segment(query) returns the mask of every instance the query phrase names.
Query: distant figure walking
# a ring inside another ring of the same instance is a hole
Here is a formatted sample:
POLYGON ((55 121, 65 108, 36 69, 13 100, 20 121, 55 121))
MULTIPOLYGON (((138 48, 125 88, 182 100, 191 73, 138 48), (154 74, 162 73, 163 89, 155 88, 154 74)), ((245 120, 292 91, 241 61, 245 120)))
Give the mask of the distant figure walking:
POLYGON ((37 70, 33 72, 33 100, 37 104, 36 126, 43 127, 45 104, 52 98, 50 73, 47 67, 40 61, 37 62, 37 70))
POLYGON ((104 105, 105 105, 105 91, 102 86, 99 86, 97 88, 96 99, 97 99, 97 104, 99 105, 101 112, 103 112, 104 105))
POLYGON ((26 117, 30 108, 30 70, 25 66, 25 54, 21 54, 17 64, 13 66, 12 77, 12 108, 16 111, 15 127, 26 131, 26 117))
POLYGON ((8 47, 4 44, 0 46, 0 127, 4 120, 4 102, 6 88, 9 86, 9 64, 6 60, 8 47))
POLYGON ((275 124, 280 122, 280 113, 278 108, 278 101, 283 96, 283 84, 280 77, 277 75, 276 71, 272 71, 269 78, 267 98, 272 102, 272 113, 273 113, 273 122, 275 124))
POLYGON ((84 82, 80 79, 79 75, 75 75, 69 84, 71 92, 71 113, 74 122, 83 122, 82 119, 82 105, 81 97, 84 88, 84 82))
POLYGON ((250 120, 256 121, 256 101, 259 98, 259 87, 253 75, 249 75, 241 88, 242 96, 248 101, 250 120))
◆ ◆ ◆ ◆
§ AIM
Format every line of the records above as a numbered list, omitting any blank lines.

§ TASK SOLUTION
1. segment(query) returns the mask of every instance the query phrase names.
2. Query: distant figure walking
3. # a ring inside another ring of the same instance is a hole
4. Here is a formatted sample:
5. POLYGON ((55 121, 65 108, 36 69, 13 100, 20 121, 55 121))
6. MULTIPOLYGON (((138 48, 125 88, 182 100, 191 73, 138 48), (154 74, 162 73, 163 89, 155 88, 154 74)), ((245 120, 292 91, 241 61, 245 120)))
7. Give the mask of the distant figure walking:
8. POLYGON ((37 70, 33 72, 33 100, 37 104, 36 126, 43 127, 45 104, 52 98, 50 73, 47 67, 40 61, 37 62, 37 70))
9. POLYGON ((104 105, 105 105, 105 91, 102 86, 99 86, 97 88, 96 99, 97 99, 97 104, 99 105, 101 112, 103 112, 104 105))
10. POLYGON ((26 117, 30 108, 30 70, 25 66, 25 54, 21 54, 17 64, 13 66, 12 77, 12 108, 16 111, 15 127, 26 131, 26 117))
11. POLYGON ((8 47, 4 44, 0 46, 0 127, 4 120, 4 102, 6 88, 9 86, 9 64, 6 60, 8 47))
12. POLYGON ((275 124, 280 122, 280 113, 278 108, 278 101, 283 96, 283 84, 280 77, 277 75, 276 71, 272 71, 269 78, 267 98, 272 102, 272 113, 273 113, 273 122, 275 124))
13. POLYGON ((84 82, 80 79, 79 75, 75 75, 69 84, 71 92, 71 113, 74 122, 83 122, 82 119, 82 105, 81 97, 84 88, 84 82))
14. POLYGON ((250 120, 256 121, 256 101, 259 98, 259 87, 253 75, 249 75, 241 88, 242 96, 248 101, 250 120))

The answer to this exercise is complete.